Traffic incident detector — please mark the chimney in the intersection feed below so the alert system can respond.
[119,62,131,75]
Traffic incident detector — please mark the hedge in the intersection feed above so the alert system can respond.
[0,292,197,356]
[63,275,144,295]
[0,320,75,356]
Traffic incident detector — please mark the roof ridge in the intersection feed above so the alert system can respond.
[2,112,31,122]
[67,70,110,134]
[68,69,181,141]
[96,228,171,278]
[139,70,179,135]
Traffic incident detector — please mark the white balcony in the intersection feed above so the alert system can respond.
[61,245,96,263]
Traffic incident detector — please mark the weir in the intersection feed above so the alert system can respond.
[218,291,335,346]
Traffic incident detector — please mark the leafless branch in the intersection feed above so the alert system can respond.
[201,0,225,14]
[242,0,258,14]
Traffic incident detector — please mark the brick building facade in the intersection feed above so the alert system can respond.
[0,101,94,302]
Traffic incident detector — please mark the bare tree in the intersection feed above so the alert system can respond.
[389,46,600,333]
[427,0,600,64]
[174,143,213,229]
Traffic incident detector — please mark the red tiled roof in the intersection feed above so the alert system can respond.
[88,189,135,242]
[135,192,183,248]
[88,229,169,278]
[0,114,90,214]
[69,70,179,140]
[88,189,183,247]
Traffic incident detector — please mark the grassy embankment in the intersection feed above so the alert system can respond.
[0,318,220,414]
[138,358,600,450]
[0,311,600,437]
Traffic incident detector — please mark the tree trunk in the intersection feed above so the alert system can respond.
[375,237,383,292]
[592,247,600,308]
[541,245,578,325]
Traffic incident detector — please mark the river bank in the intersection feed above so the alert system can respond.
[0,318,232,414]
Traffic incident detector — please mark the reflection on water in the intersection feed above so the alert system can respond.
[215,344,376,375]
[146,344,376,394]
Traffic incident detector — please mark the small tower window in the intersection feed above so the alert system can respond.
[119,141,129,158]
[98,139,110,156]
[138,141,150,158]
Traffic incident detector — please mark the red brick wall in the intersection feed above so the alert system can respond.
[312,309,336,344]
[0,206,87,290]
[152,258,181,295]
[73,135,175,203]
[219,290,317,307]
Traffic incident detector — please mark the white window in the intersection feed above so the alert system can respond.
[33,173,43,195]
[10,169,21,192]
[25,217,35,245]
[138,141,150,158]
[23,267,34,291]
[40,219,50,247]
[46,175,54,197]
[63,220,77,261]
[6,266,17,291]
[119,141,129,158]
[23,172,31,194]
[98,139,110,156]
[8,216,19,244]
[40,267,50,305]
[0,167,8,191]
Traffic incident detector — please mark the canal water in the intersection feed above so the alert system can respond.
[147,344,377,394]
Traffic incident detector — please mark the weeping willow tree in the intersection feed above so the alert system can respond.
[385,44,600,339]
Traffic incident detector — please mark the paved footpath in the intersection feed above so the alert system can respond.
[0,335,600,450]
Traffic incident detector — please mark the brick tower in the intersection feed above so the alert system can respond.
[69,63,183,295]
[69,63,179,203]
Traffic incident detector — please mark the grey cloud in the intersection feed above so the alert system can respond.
|---|
Goal => Reproduce all of the rows above, word for word and in the same order.

Output =>
Traffic incident detector — please mark the chimney in the intersection feed below so the alert system can respond.
[119,62,131,75]
Traffic incident detector — please mark the hedge in the intersection feed above so the alert system can respond.
[0,292,197,356]
[63,275,144,295]
[0,320,75,356]
Traffic incident detector — please mark the roof ridge in the intersection feed above so the alert system can respond.
[2,112,31,122]
[67,70,110,134]
[68,69,181,141]
[96,228,171,278]
[139,70,179,135]
Traffic incident detector — please mark the white balcony in the intersection feed above so the alert system can respond.
[61,245,96,263]
Traffic incident detector — please mark the weir in the intersection feed above so the alert system can respond.
[218,291,335,346]
Traffic incident detector — please mark the leafless branch in the intersection feed above so the alert system can respond.
[201,0,225,14]
[242,0,258,14]
Traffic incident detector — please mark the brick building facade in the intersection feed above so the alert system can respond.
[0,101,94,302]
Traffic incident detector — please mark the bare tree in the intersection feed above so the alert system can respond.
[389,46,600,333]
[427,0,600,64]
[174,143,213,229]
Traffic incident detector — please mark the red tiled roof in the intersection feed above so the alert system can respond.
[88,189,135,242]
[135,192,183,248]
[88,229,169,278]
[0,114,90,214]
[69,70,179,140]
[88,189,183,247]
Traffic incident detector — please mark the grassy embankment in the intersection feed above so the alert system can respond.
[0,318,220,414]
[138,358,600,450]
[0,311,600,437]
Traffic incident detector — please mark the tree trunk in the intersection feed above so the alert system can respond.
[375,237,383,292]
[592,247,600,308]
[541,245,578,325]
Traffic incident detector — please mark the river bank in the intersection feed above so the alert system can respond.
[0,318,232,414]
Traffic incident detector — please mark the reflection on water in the intersection feed above so the alert system can respond.
[215,344,376,375]
[146,344,376,394]
Traffic incident detector — please mark the small tower window in the intersection feed above so the alert system can respond.
[119,141,129,158]
[98,139,110,156]
[138,141,150,158]
Traffic incident detector — please mark the red brick wall in the intersection feed above so the alert system can respond.
[312,309,336,344]
[0,206,87,290]
[152,258,181,295]
[73,135,175,203]
[219,290,317,307]
Traffic incident detector — please mark the white window in the intersection feed above so the alert system can respond.
[33,173,43,195]
[10,169,21,192]
[25,217,35,245]
[138,141,150,158]
[23,267,34,291]
[40,219,50,247]
[46,175,54,197]
[63,220,77,261]
[6,266,17,291]
[119,141,129,158]
[23,172,31,194]
[98,139,110,156]
[8,216,19,244]
[40,267,50,305]
[0,167,8,191]
Traffic incident detector — please mark the canal water in the intersection feed above so the alert system can respond.
[147,344,377,394]
Traffic incident detector — please mark the weeping willow tree in the intersection feed above so the alert system can respond.
[385,44,600,339]
Traffic incident detector — please mark the paved footpath in the intersection feed above so the alert system can respond.
[0,335,600,450]
Traffic incident detector — please mark the brick tower in the intersection feed above so the alert system can respond.
[69,63,183,295]
[69,63,179,203]
Traffic incident detector — please mark the grey cloud in the intersection feed above so the alert system can respond.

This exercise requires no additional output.